What is expected: Your task is to output all the records below, word for word.

Records:
---*---
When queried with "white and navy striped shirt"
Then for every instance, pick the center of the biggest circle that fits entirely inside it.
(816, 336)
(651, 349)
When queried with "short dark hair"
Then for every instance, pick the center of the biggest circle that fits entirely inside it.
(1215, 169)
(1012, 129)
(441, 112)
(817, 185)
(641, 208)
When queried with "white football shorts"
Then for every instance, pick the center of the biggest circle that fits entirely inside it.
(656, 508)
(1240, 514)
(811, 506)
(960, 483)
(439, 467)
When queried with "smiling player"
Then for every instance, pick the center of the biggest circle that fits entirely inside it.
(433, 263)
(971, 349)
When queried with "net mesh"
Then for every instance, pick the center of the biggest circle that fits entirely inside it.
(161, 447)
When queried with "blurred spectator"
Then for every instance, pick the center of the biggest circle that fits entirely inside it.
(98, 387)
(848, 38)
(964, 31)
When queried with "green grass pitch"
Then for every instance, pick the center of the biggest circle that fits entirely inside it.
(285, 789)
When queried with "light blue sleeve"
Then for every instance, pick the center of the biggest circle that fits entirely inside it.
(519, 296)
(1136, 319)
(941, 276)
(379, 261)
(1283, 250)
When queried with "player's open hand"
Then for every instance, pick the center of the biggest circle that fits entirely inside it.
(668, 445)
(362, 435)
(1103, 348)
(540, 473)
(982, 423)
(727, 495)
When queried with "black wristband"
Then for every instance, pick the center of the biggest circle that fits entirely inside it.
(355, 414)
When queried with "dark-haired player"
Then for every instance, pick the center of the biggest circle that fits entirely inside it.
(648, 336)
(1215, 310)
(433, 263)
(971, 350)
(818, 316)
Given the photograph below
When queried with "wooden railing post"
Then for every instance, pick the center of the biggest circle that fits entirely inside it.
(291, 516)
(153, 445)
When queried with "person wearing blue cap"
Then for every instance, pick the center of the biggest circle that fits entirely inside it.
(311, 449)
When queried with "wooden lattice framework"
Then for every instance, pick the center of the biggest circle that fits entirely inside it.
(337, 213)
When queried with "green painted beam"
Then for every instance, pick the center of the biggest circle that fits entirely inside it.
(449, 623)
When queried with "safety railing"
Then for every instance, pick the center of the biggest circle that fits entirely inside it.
---*---
Solution:
When queried with "white and navy striped shirt"
Then for every instance, pick the center of the biggest circle that fits entirely inside it.
(816, 336)
(651, 349)
When queried with "short dark hair"
Then for every instance, pick the center of the biggest circle that fits entirely inside it.
(1215, 169)
(1012, 129)
(441, 112)
(817, 185)
(641, 208)
When queried with "white football shorts"
Then for every instance, pick the center of the biggest circle that fits entirely inside it.
(656, 508)
(1240, 514)
(811, 506)
(960, 483)
(439, 467)
When queried with "smiling player"
Then for every instance, pick the center of the biggest circle that fits entirely inside it.
(433, 263)
(971, 349)
When queried with "net mesh"
Then for every instance, pick the center of the biggest circle that fits entirely inside it.
(161, 447)
When queried with "blurred spectator"
Then for every instance, pick the center of the biggest circle that fits entirely inside it.
(98, 387)
(848, 38)
(964, 31)
When queried with "green grass pitch"
Then for every instance, pick the center of the biggest circle that fits entirely inside it.
(285, 789)
When queried with "light blue sleeve"
Then for every instance, pick the center of the biggest circle that fits entirely inside it.
(519, 296)
(1136, 319)
(941, 276)
(379, 261)
(1283, 250)
When queried with "player's open hand"
Then for every instance, pick the center of the biggest circle that fits entirely inside it.
(668, 445)
(362, 435)
(1103, 348)
(540, 473)
(982, 423)
(727, 495)
When queried with "black wristband"
Then for every instance, pick the center of the biggest circle that fits entirely inside it.
(355, 414)
When queried with "dark-haired player"
Then for every instance, pick the center of the biggest circle that fits entirely inside it.
(648, 336)
(1215, 310)
(433, 263)
(971, 350)
(818, 316)
Given the photograph below
When queried with "wooden railing post"
Then for every instance, pick the center of the biggest circle that fits entirely inside it.
(291, 516)
(153, 445)
When queried with "person wearing blue cap"
Then for every instance, pick the center of the biggest circle that fits entirely inside it.
(311, 449)
When queried with "wooden lattice framework"
Then for every instance, pick the center of the biggest circle that fits entirely inside it.
(337, 213)
When queried with "green painted beam"
Then for every instance, pick the center of the biggest circle that fits entirely inside it.
(449, 623)
When queried with "safety railing"
Then for every instance, pick the center of the biggest circle that fits entirely inside it.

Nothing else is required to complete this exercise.